Description of the task: Each line from the one containing "For every instance of the man's ear, the" through the end of the data below is to be output verbatim, with no lines added or left out.

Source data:

——

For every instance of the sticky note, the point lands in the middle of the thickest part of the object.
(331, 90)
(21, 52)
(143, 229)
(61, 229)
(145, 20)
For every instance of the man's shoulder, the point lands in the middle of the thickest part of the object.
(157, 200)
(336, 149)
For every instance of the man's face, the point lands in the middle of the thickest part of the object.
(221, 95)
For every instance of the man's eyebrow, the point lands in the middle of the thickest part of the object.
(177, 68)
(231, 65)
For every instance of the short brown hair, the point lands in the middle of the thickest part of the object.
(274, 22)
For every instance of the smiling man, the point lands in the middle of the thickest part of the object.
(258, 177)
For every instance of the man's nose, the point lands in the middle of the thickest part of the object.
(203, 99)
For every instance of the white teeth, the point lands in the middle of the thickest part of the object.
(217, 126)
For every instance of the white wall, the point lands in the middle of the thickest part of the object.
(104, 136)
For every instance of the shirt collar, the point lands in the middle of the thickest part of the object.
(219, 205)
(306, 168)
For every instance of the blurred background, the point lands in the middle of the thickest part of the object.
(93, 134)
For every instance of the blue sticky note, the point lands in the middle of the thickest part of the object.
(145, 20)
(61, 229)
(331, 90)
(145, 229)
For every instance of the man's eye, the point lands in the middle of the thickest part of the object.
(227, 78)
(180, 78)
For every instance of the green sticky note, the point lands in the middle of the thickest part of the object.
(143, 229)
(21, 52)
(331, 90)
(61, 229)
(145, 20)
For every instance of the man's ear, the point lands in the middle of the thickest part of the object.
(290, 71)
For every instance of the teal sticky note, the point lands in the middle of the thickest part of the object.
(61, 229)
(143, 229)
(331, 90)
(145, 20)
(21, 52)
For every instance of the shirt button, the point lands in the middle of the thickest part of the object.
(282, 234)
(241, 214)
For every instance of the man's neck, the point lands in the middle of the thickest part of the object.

——

Exercise response:
For every instance of the man's ear, the point lands in the middle of the thickest part of the object.
(290, 71)
For every instance of the teal sticky note, the point lands in the middle of the thickest part of the object.
(61, 229)
(143, 229)
(331, 90)
(145, 20)
(21, 52)
For every instance of the shirt button, the point lands in the middle of the thickest part of the object.
(282, 234)
(241, 214)
For every instance of the man's neck, the point lands in the middle of the thickest part of the object.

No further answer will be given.